• 页面:
####################

HDU4632 Palindrome subsequence
标签: 区间DP 容斥原理
题目描述
In mathematics, a subsequence is a sequence that can be derived from another sequence by deleting some elements without changing the order of the remaining elements. For example, the sequence A, B, D is a subsequence of A, B, C, D, E, F.
Given a string S, your task is to find out how many different subsequence of S is palindrome. Note that for any two subsequence X = Sx1, Sx2, …, Sxk and Y = Sy1, Sy2, …, Syk , if there exist an integer i (1<=i<=k) such that xi != yi, the subsequence X and Y should be consider different even if Sxi = Syi. Also two subsequences with different length should be considered different.
输入描述
The first line contains only one integer T (T<=50), which is the number of test cases. Each test case contains a string S, the length of S is not greater than 1000 and only contains lowercase letters.
输出描述
For each test case, output the case number first, then output the number of different subsequence of the given string, the answer should be module 10007.
样例
Sample Input
4
a
aaaaa
goodafternooneveryone
welcometoooxxourproblems
Sample Output
Case 1: 1
Case 2: 31
Case 3: 421
Case 4: 960
题解
基础的区间DP,这里转移模式采用逐个转移。
f[i][j] = (f[i][j - 1] + f[i + 1][j] - f[i + 1][j - 1] + p) % p;
注意中间会被重复统计,所以应该减去。

####################

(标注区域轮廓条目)
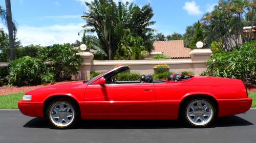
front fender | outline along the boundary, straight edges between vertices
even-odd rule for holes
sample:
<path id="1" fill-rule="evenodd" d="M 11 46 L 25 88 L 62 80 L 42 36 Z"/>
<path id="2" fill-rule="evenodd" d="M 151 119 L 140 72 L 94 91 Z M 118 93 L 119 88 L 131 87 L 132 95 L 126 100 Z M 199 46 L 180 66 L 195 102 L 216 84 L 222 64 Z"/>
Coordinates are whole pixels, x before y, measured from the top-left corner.
<path id="1" fill-rule="evenodd" d="M 59 93 L 54 93 L 53 94 L 51 94 L 48 96 L 46 97 L 46 98 L 44 100 L 44 102 L 45 102 L 47 99 L 49 99 L 49 98 L 51 98 L 53 96 L 67 96 L 68 97 L 72 97 L 74 98 L 75 100 L 76 100 L 77 102 L 79 101 L 78 99 L 73 95 L 72 95 L 71 93 L 64 93 L 64 92 L 59 92 Z"/>

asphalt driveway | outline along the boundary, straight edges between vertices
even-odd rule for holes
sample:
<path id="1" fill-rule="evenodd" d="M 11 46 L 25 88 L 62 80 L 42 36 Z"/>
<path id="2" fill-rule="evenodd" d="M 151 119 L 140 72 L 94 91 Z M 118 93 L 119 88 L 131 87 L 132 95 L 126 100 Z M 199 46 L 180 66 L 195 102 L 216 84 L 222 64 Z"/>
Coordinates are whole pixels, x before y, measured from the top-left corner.
<path id="1" fill-rule="evenodd" d="M 46 120 L 0 110 L 0 142 L 256 142 L 256 110 L 219 119 L 213 127 L 177 121 L 83 121 L 77 129 L 50 128 Z"/>

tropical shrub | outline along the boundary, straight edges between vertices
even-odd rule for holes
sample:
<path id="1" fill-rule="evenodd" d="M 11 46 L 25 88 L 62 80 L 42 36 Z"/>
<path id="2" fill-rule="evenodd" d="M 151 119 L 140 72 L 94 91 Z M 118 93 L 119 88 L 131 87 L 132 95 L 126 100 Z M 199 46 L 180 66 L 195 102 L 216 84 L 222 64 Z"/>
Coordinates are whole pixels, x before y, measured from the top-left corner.
<path id="1" fill-rule="evenodd" d="M 166 59 L 170 59 L 170 58 L 166 56 L 164 54 L 158 54 L 152 57 L 153 60 L 166 60 Z"/>
<path id="2" fill-rule="evenodd" d="M 40 45 L 34 45 L 33 44 L 17 48 L 15 49 L 16 58 L 19 59 L 25 56 L 38 58 L 38 51 L 42 48 Z"/>
<path id="3" fill-rule="evenodd" d="M 90 75 L 90 79 L 92 79 L 94 77 L 96 77 L 96 76 L 98 76 L 101 73 L 102 73 L 103 72 L 93 72 L 91 73 Z"/>
<path id="4" fill-rule="evenodd" d="M 141 75 L 138 73 L 121 72 L 115 76 L 116 81 L 140 80 Z"/>
<path id="5" fill-rule="evenodd" d="M 44 76 L 50 73 L 42 61 L 38 59 L 24 56 L 11 63 L 9 82 L 18 87 L 40 84 Z M 43 80 L 44 83 L 53 82 L 51 77 Z"/>
<path id="6" fill-rule="evenodd" d="M 173 73 L 174 73 L 173 72 L 165 72 L 154 74 L 152 76 L 155 80 L 165 79 L 168 77 L 168 75 Z"/>
<path id="7" fill-rule="evenodd" d="M 222 52 L 223 51 L 223 45 L 221 42 L 214 41 L 211 44 L 212 53 Z"/>
<path id="8" fill-rule="evenodd" d="M 200 76 L 210 76 L 210 72 L 208 71 L 203 71 L 199 74 Z"/>
<path id="9" fill-rule="evenodd" d="M 143 45 L 143 39 L 141 37 L 135 37 L 130 30 L 123 30 L 120 43 L 117 45 L 115 60 L 140 60 L 141 51 L 145 49 Z"/>
<path id="10" fill-rule="evenodd" d="M 187 75 L 187 74 L 190 74 L 190 75 L 195 75 L 195 74 L 194 74 L 194 73 L 191 71 L 182 71 L 180 73 L 181 73 L 182 74 L 183 74 L 183 75 Z"/>
<path id="11" fill-rule="evenodd" d="M 0 87 L 8 83 L 8 75 L 9 72 L 8 67 L 0 68 Z"/>
<path id="12" fill-rule="evenodd" d="M 207 62 L 211 76 L 238 78 L 256 86 L 256 41 L 232 51 L 214 54 Z"/>
<path id="13" fill-rule="evenodd" d="M 140 56 L 141 57 L 141 59 L 143 59 L 148 56 L 150 56 L 150 53 L 148 51 L 146 50 L 143 50 L 140 52 Z"/>
<path id="14" fill-rule="evenodd" d="M 78 66 L 81 65 L 83 59 L 76 54 L 78 51 L 68 45 L 55 44 L 42 48 L 39 56 L 47 62 L 50 71 L 55 75 L 56 81 L 70 79 L 72 74 L 76 74 Z"/>
<path id="15" fill-rule="evenodd" d="M 169 69 L 169 66 L 165 64 L 160 64 L 157 65 L 154 67 L 154 69 L 156 69 L 159 72 L 166 71 Z"/>

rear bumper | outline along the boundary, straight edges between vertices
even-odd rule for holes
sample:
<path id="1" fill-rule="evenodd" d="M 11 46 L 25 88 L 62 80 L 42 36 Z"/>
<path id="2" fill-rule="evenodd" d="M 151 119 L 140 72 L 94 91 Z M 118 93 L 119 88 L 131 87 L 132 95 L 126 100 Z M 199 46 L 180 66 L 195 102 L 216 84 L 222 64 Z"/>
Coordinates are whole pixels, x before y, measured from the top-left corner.
<path id="1" fill-rule="evenodd" d="M 25 115 L 35 117 L 44 117 L 43 102 L 21 100 L 18 102 L 18 106 L 20 112 Z"/>
<path id="2" fill-rule="evenodd" d="M 252 102 L 251 98 L 218 99 L 218 117 L 241 113 L 248 111 Z"/>

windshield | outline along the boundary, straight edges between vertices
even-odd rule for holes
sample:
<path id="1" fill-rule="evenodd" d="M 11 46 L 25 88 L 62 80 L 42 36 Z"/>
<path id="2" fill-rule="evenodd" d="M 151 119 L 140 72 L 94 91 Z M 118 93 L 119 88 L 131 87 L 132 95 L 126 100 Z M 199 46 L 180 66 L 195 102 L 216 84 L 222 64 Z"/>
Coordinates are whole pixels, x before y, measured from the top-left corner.
<path id="1" fill-rule="evenodd" d="M 91 81 L 93 80 L 94 80 L 94 79 L 95 79 L 97 78 L 98 78 L 98 77 L 99 77 L 99 76 L 100 76 L 101 74 L 100 74 L 98 75 L 97 76 L 96 76 L 94 77 L 94 78 L 92 78 L 92 79 L 90 79 L 89 80 L 86 80 L 86 81 L 83 81 L 83 83 L 88 83 L 88 82 L 90 82 Z"/>
<path id="2" fill-rule="evenodd" d="M 93 80 L 94 80 L 95 79 L 96 79 L 97 78 L 99 78 L 100 76 L 101 76 L 101 75 L 104 75 L 104 74 L 105 74 L 105 73 L 106 73 L 110 72 L 111 72 L 111 71 L 114 71 L 114 70 L 115 70 L 116 69 L 119 68 L 120 68 L 120 67 L 121 67 L 121 66 L 123 66 L 123 65 L 120 65 L 118 66 L 116 66 L 116 67 L 114 67 L 114 68 L 111 69 L 110 69 L 110 70 L 107 70 L 107 71 L 106 71 L 104 72 L 103 73 L 101 73 L 101 74 L 99 74 L 99 75 L 97 75 L 97 76 L 96 76 L 94 77 L 94 78 L 92 78 L 92 79 L 90 79 L 89 80 L 87 80 L 87 81 L 83 81 L 83 83 L 89 83 L 89 82 L 90 82 L 91 81 L 93 81 Z"/>

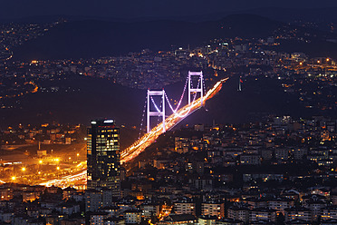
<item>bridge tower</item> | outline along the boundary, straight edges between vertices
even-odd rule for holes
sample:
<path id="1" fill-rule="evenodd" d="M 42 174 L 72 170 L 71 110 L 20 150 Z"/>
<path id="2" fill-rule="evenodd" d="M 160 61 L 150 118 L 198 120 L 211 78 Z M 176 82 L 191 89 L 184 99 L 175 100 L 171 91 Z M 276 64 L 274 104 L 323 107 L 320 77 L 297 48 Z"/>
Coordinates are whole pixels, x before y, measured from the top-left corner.
<path id="1" fill-rule="evenodd" d="M 161 96 L 161 103 L 162 103 L 162 108 L 161 111 L 157 107 L 154 101 L 153 103 L 156 107 L 156 111 L 151 111 L 149 108 L 149 102 L 152 100 L 152 96 Z M 164 89 L 162 91 L 149 91 L 148 90 L 148 109 L 147 109 L 147 132 L 149 132 L 151 131 L 150 124 L 149 124 L 149 119 L 151 116 L 161 116 L 163 120 L 163 132 L 165 132 L 165 91 Z"/>
<path id="2" fill-rule="evenodd" d="M 197 86 L 197 88 L 193 88 L 192 85 L 192 77 L 198 76 L 200 81 L 200 86 Z M 188 104 L 191 103 L 191 93 L 200 93 L 201 98 L 201 106 L 204 104 L 204 78 L 202 75 L 202 71 L 200 72 L 190 72 L 188 71 Z"/>

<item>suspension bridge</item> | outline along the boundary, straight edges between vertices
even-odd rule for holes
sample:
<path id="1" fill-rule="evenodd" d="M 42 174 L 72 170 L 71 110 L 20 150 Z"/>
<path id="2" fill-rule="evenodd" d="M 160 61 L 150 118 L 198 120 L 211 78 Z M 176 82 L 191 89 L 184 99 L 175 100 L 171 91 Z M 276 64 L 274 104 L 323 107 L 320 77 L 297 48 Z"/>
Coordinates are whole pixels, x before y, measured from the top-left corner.
<path id="1" fill-rule="evenodd" d="M 197 86 L 193 85 L 193 83 L 196 83 L 195 78 L 197 78 Z M 140 153 L 144 152 L 147 147 L 153 143 L 160 134 L 164 133 L 166 131 L 169 131 L 177 124 L 178 124 L 181 121 L 183 121 L 186 117 L 200 109 L 207 100 L 212 98 L 221 90 L 223 83 L 225 83 L 227 79 L 228 78 L 218 81 L 217 83 L 216 83 L 216 84 L 214 84 L 212 88 L 205 93 L 206 88 L 202 72 L 188 72 L 182 94 L 179 98 L 179 101 L 175 104 L 175 107 L 171 104 L 169 98 L 164 89 L 160 91 L 148 90 L 143 111 L 143 119 L 140 123 L 141 128 L 144 122 L 144 114 L 146 112 L 147 132 L 143 136 L 140 136 L 139 140 L 136 141 L 131 146 L 120 152 L 120 162 L 125 163 L 137 157 Z M 188 92 L 188 104 L 180 107 L 184 97 L 186 97 L 186 92 Z M 160 97 L 161 102 L 159 104 L 156 103 L 154 97 Z M 169 116 L 167 116 L 167 105 L 168 105 L 168 109 L 172 112 Z M 151 129 L 150 120 L 153 119 L 153 117 L 158 120 L 157 122 L 159 122 L 159 119 L 161 122 Z M 82 182 L 84 184 L 86 183 L 86 169 L 82 169 L 77 171 L 73 174 L 43 181 L 40 183 L 40 185 L 56 185 L 58 187 L 64 188 L 69 186 L 70 183 L 74 182 Z M 5 181 L 0 181 L 0 184 L 1 183 L 5 183 Z"/>
<path id="2" fill-rule="evenodd" d="M 193 87 L 193 78 L 197 78 L 197 87 Z M 158 137 L 164 133 L 166 131 L 168 131 L 178 124 L 186 117 L 200 109 L 206 101 L 212 98 L 216 93 L 217 93 L 221 87 L 222 83 L 225 83 L 228 78 L 222 79 L 217 82 L 211 89 L 207 93 L 205 91 L 205 82 L 203 78 L 202 72 L 188 72 L 187 81 L 183 89 L 183 93 L 180 96 L 177 106 L 174 108 L 170 103 L 169 98 L 165 93 L 165 90 L 161 91 L 150 91 L 148 90 L 147 95 L 147 133 L 136 141 L 131 146 L 125 149 L 120 153 L 120 162 L 124 163 L 129 161 L 131 161 L 142 152 L 145 151 L 151 143 L 153 143 Z M 188 88 L 187 88 L 188 87 Z M 185 93 L 188 91 L 188 103 L 181 108 L 181 103 L 184 99 Z M 197 96 L 199 95 L 198 98 Z M 158 105 L 152 96 L 161 97 L 160 105 Z M 150 105 L 154 106 L 154 110 L 151 110 Z M 166 115 L 166 105 L 169 106 L 169 109 L 172 111 L 172 114 L 168 116 Z M 144 111 L 145 112 L 145 111 Z M 161 122 L 156 125 L 154 128 L 150 129 L 150 119 L 151 117 L 161 118 Z M 140 125 L 140 127 L 142 124 Z"/>

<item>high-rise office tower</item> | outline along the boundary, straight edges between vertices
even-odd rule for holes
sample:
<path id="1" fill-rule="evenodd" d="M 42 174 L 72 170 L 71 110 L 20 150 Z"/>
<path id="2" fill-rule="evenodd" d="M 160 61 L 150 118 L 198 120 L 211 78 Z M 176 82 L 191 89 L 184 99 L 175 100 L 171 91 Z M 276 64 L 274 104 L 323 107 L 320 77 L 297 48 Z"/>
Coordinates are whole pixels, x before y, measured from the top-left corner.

####################

• 练习任务:
[a] 请将回文子序列题目中从“Given a string”开始、到“contains lowercase letters.”为止（含这部分）的文字逐字照录下来。
[b] 回文子序列题目要求输出的答案对哪个数取模？
[c] 请用两句话概括回文子序列题目的内容。

• 参考答案:
[a]
Given a string S, your task is to find out how many different subsequence of S is palindrome. Note that for any two subsequence X = Sx1, Sx2, …, Sxk and Y = Sy1, Sy2, …, Syk , if there exist an integer i (1<=i<=k) such that xi != yi, the subsequence X and Y should be consider different even if Sxi = Syi. Also two subsequences with different length should be considered different.
输入描述
The first line contains only one integer T (T<=50), which is the number of test cases. Each test case contains a string S, the length of S is not greater than 1000 and only contains lowercase letters.

[b] 对10007取模。

[c] 该题给定一个只含小写字母、长度不超过1000的字符串S，要求统计S中回文子序列的个数，下标不同的子序列算作不同，结果对10007取模。题解采用区间DP逐个转移，将f[i][j-1]与f[i+1][j]相加，再减去被重复统计的f[i+1][j-1]。